━━━ AVAILABLE RECORDS

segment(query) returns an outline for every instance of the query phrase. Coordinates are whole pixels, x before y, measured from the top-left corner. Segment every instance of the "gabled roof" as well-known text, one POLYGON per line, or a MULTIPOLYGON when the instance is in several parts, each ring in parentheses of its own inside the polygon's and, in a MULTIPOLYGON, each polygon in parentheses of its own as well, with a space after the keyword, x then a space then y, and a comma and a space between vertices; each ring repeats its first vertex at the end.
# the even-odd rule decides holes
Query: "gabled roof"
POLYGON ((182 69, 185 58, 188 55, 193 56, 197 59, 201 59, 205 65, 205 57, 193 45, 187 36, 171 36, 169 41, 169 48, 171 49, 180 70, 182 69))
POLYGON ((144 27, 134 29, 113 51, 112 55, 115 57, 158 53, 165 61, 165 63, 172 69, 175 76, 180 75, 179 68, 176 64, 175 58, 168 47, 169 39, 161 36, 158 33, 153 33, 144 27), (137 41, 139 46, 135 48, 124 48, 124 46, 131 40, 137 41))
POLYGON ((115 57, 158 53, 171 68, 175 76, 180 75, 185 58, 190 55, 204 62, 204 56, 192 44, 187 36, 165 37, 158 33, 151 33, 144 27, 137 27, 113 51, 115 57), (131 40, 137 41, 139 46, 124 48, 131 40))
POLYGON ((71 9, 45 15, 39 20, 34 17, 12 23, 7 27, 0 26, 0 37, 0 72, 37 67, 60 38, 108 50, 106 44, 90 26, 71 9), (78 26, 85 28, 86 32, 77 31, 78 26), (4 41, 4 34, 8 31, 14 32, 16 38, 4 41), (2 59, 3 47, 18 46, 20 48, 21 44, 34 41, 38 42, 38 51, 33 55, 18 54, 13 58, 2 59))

━━━━━━

* **STATED EXERCISE**: Please print the whole listing above again, line for line, with nothing altered.

* **WRITTEN RESPONSE**:
segment(query) returns an outline for every instance of the query phrase. Coordinates are whole pixels, x before y, measured from the top-left corner. Segment every instance of the "gabled roof" as well-known text, one POLYGON per line, or a MULTIPOLYGON when the instance is in several parts, each ring in parentheses of its own inside the polygon's and, in a MULTIPOLYGON, each polygon in parentheses of its own as well, with a space after the keyword, x then a space then y, and a comma and a space between vertices; each ring repeats its first vertex at the end.
# the even-odd rule decides holes
Query: "gabled roof"
POLYGON ((182 69, 185 58, 188 55, 193 56, 197 59, 201 59, 205 65, 205 57, 193 45, 187 36, 171 36, 169 41, 169 48, 171 49, 180 70, 182 69))
POLYGON ((144 27, 134 29, 113 51, 112 55, 115 57, 158 53, 165 61, 165 63, 172 69, 175 76, 180 75, 179 68, 176 64, 175 58, 168 47, 169 39, 161 36, 158 33, 153 33, 144 27), (137 41, 139 46, 135 48, 124 48, 124 46, 131 40, 137 41))
POLYGON ((115 57, 158 53, 171 68, 175 76, 180 75, 185 58, 190 55, 204 62, 204 56, 192 44, 187 36, 165 37, 158 33, 151 33, 144 27, 137 27, 113 51, 115 57), (131 40, 137 41, 139 46, 124 48, 131 40))
POLYGON ((71 9, 45 15, 39 20, 34 17, 12 23, 7 27, 0 26, 0 37, 0 72, 37 67, 60 38, 108 50, 106 44, 90 26, 71 9), (78 26, 85 28, 86 32, 77 31, 78 26), (4 41, 4 34, 8 31, 14 32, 16 38, 4 41), (2 59, 3 47, 18 46, 20 48, 21 44, 34 41, 38 42, 38 51, 33 55, 18 54, 13 58, 2 59))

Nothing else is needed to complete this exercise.